Which lines below contain the word "green"? Return each of those lines in full.

ROWS:

___

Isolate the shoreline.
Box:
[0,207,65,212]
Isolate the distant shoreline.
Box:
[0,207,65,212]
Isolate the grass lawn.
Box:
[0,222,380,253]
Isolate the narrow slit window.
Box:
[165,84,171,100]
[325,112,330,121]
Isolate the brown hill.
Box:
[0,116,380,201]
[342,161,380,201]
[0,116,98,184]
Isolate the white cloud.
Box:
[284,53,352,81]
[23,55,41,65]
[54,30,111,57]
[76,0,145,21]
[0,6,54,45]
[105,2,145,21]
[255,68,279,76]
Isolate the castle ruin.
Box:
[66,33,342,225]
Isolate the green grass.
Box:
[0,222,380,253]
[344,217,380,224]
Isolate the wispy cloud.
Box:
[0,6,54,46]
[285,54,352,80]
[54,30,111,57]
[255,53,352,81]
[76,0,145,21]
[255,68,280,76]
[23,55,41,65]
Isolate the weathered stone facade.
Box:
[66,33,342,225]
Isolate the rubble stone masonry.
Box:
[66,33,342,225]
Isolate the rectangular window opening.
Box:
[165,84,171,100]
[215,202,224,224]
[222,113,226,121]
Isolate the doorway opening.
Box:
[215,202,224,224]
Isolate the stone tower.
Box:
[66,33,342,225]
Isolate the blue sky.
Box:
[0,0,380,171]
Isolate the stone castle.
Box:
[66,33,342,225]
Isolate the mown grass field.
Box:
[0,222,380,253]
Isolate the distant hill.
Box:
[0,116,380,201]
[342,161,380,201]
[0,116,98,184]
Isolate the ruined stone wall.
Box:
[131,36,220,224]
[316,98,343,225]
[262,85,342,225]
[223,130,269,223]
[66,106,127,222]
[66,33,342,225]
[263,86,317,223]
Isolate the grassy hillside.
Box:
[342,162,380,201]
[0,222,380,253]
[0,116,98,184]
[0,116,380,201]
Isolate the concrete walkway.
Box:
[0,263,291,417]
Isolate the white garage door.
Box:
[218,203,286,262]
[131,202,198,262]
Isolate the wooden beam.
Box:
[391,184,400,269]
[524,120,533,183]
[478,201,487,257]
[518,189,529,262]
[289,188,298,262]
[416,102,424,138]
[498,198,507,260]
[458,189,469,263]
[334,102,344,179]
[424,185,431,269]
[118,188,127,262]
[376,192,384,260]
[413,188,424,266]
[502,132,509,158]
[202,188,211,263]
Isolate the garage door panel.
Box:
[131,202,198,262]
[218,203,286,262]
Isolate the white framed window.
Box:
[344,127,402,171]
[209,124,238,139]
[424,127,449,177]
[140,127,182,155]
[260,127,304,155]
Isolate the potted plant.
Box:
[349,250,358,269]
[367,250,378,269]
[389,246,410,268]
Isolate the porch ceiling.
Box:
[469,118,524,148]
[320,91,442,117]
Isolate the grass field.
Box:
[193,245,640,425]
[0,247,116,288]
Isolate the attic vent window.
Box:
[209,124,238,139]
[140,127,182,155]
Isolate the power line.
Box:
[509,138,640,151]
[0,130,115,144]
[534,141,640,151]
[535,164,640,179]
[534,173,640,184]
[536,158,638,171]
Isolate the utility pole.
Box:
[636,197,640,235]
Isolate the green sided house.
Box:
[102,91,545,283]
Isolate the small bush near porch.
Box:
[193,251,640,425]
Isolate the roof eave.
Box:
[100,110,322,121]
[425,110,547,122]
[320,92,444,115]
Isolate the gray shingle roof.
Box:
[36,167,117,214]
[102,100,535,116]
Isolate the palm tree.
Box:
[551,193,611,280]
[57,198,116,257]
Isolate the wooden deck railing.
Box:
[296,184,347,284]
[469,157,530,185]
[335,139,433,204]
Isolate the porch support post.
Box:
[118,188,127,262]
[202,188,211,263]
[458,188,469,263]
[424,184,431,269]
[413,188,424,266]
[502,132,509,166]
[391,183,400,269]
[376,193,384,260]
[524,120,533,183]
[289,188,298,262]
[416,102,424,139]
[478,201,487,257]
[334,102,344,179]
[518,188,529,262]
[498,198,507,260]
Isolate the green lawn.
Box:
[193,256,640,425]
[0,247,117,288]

___

TASK SOLUTION:
Isolate the green grass.
Isolate the green sided house.
Isolate the green lawn.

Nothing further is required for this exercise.